══ Available records ══
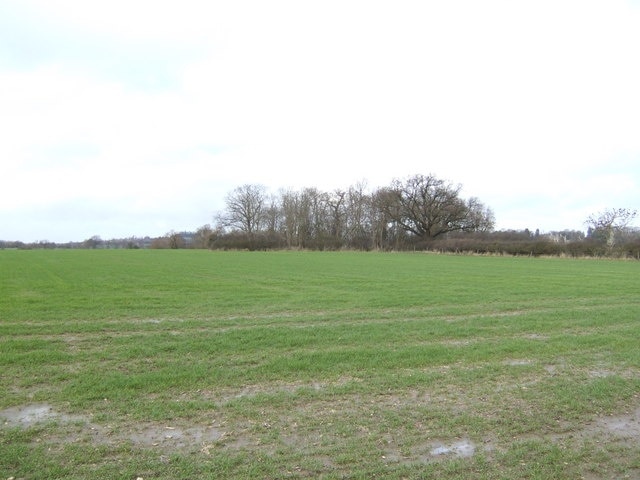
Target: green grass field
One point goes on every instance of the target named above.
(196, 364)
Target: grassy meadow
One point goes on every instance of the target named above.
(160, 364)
═══
══ Available records ══
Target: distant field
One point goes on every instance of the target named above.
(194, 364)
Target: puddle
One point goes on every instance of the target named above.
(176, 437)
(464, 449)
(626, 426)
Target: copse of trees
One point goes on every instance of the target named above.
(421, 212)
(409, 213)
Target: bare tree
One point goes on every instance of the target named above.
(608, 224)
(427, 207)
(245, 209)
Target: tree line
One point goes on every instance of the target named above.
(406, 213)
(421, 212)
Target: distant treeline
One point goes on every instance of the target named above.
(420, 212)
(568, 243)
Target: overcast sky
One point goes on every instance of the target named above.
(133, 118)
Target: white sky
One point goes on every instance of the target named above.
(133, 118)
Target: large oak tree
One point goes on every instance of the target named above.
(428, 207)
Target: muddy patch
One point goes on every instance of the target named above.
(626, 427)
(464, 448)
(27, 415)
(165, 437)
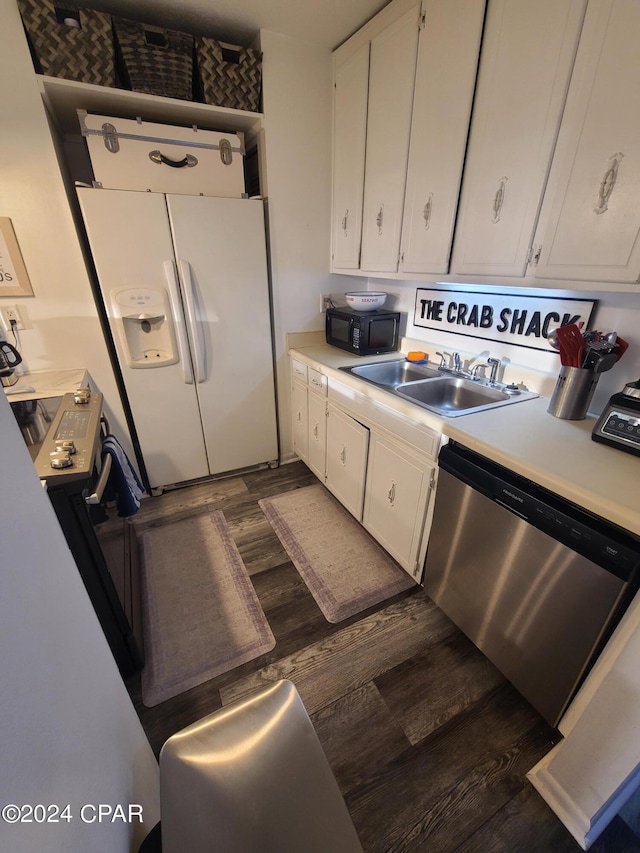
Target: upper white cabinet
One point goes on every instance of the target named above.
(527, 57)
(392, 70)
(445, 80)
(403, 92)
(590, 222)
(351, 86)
═══
▶ [Task to carry out] How many lines of the listing above contain the word "white"? Give only the number.

▶ [In response] 2